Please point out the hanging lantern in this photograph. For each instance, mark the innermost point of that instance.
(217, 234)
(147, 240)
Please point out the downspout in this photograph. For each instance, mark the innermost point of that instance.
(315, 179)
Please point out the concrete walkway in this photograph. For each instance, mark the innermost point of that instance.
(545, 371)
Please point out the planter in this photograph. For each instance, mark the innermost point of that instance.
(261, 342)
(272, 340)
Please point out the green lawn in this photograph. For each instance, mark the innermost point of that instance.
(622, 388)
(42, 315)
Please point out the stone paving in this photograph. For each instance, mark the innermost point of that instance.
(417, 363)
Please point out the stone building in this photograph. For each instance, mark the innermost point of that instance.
• • • •
▸ **Task brief**
Rewrite the listing above with every occurrence of "innermost point" replaced by "central point", leaving all other text unchanged.

▸ **Final result**
Please point out the hanging lantern in this photograph. For each instance, mark the central point of that instance.
(217, 234)
(147, 240)
Please point out the downspout in this photograph. For each instance, mark the central point of that instance.
(315, 179)
Please point out the concrete walkway in this photograph. For each instance, mark the central point of that instance.
(545, 371)
Please point out the planter in this photograph. For each instance, mark the central point of that instance.
(261, 342)
(272, 340)
Please point out the green lawn in this photograph. For each instance, mark the central point of that instance.
(622, 388)
(42, 315)
Please point out the stone paving in this photograph. For each instance, mark the central point of that instance.
(417, 363)
Please point out the stone building in this photograph. For each instance, mark the central point of that instance.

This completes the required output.